• **Problem statement**
Report only the number of lines in the listing below that contain the string "target", matching case exactly.

• **Data records**
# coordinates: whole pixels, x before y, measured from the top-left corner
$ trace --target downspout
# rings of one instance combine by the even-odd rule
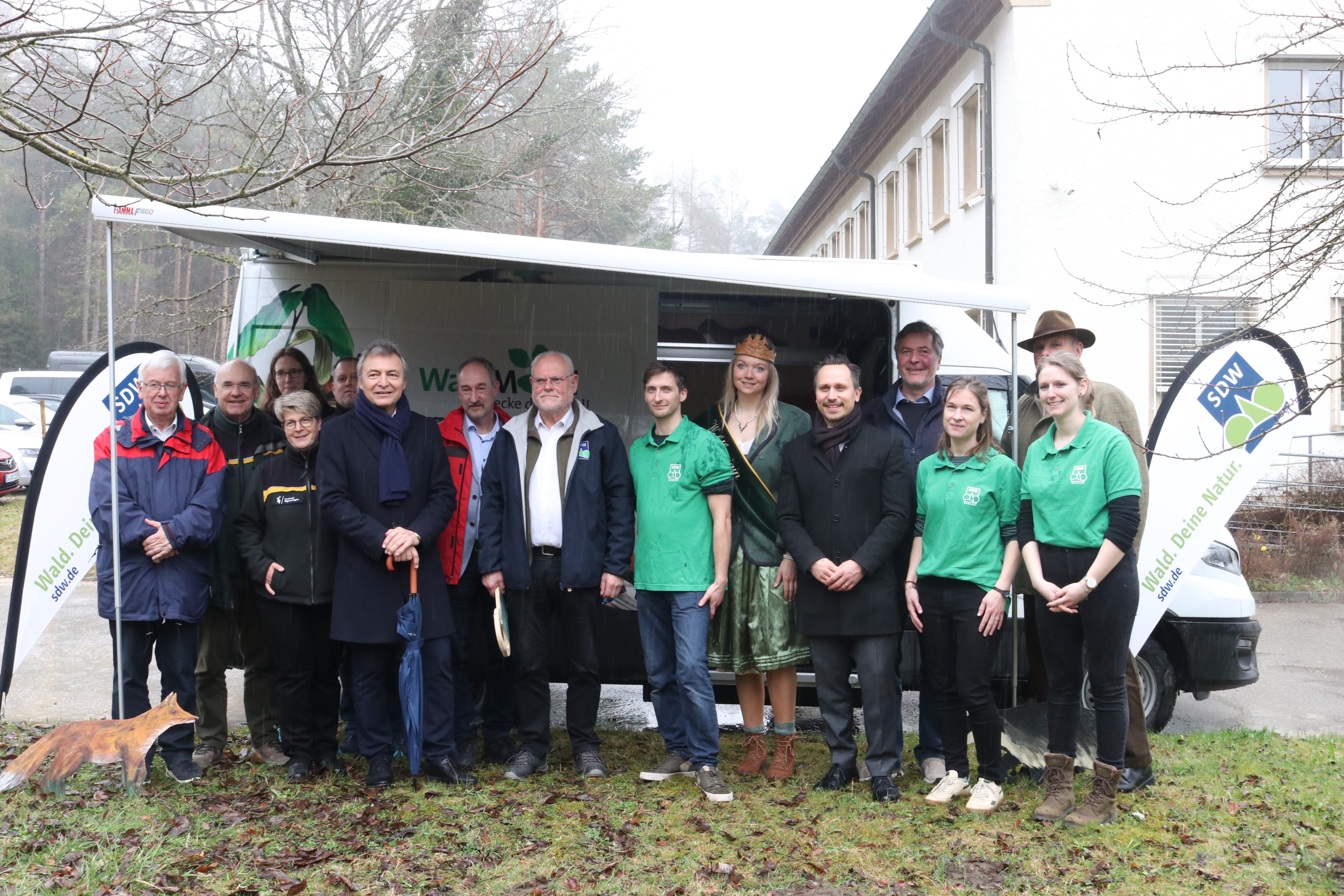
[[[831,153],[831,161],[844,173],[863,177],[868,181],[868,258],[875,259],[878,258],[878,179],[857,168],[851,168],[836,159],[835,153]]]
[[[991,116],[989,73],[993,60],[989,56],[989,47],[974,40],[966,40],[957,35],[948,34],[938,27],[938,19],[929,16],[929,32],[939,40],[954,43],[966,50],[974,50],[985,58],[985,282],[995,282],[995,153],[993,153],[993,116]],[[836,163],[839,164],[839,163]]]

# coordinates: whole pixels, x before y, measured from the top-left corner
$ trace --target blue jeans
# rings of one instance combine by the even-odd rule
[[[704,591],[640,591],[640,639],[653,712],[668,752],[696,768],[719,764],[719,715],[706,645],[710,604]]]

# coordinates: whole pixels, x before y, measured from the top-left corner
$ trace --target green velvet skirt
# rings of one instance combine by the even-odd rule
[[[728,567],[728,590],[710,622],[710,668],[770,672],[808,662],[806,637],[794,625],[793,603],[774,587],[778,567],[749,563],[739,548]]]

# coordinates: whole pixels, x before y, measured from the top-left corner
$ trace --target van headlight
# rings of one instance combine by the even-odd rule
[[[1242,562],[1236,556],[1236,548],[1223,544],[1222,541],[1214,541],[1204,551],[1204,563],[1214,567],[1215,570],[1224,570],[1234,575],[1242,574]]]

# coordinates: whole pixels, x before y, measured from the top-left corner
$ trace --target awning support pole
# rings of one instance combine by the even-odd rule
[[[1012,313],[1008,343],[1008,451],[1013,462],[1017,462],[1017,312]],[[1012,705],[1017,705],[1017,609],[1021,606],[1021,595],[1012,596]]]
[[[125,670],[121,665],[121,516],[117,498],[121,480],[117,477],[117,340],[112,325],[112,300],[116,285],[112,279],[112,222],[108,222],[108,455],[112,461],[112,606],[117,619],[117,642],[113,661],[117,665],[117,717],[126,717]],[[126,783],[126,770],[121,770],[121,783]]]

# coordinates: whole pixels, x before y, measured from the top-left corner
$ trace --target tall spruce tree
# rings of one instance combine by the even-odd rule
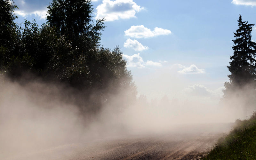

• **Complete response**
6